[Records]

☆ ☆ ☆ ☆ ☆ ☆ ☆

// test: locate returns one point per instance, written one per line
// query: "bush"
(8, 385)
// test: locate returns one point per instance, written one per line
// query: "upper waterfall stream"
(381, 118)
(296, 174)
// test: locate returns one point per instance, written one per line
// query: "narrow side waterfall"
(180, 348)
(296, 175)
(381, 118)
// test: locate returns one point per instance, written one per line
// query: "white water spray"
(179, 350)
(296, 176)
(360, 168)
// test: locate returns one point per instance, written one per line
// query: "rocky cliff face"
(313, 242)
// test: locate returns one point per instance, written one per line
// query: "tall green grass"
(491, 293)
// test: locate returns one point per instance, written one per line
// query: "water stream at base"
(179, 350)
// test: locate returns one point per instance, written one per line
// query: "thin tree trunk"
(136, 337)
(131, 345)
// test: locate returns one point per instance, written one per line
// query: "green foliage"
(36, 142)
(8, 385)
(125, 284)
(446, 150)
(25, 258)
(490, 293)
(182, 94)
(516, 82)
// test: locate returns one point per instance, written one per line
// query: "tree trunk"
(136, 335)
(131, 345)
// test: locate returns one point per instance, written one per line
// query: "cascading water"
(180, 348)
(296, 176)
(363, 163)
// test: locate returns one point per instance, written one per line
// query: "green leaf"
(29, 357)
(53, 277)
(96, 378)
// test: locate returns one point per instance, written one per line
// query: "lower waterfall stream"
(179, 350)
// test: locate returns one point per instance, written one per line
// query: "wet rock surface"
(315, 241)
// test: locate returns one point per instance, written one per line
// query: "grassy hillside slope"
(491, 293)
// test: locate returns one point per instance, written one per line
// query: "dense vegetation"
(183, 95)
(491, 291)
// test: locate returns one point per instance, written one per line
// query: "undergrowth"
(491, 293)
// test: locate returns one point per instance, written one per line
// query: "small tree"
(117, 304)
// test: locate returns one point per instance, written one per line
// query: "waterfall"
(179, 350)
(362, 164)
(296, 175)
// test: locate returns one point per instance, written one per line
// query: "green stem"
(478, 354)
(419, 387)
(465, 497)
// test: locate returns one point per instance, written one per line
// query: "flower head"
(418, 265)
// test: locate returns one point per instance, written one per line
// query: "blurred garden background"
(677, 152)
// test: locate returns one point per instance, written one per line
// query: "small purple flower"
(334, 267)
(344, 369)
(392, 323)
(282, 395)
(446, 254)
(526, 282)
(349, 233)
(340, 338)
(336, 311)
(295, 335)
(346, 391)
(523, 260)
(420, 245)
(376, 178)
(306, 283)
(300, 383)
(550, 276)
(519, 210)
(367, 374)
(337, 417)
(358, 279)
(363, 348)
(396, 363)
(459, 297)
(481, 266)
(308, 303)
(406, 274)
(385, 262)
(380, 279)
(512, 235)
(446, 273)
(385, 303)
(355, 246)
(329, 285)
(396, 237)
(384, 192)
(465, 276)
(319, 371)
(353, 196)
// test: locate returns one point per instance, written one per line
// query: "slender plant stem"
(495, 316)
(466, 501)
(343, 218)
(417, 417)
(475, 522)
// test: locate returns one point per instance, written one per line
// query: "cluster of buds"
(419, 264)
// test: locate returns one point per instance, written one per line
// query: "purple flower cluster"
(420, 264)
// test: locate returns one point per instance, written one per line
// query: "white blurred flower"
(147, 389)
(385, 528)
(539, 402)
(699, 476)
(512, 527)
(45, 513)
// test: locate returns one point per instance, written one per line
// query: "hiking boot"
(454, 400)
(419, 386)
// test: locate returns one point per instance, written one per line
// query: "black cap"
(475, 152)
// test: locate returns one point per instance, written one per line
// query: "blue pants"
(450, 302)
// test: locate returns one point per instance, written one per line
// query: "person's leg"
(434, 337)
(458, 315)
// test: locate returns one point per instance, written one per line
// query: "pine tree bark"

☆ ☆ ☆ ☆ ☆ ☆ ☆

■ **Objective**: Filter the records above down to the lines that contain the word "trunk", matching case exactly, and copy each such line.

■ **Response below**:
// query: "thin tree trunk"
// query: "tree trunk"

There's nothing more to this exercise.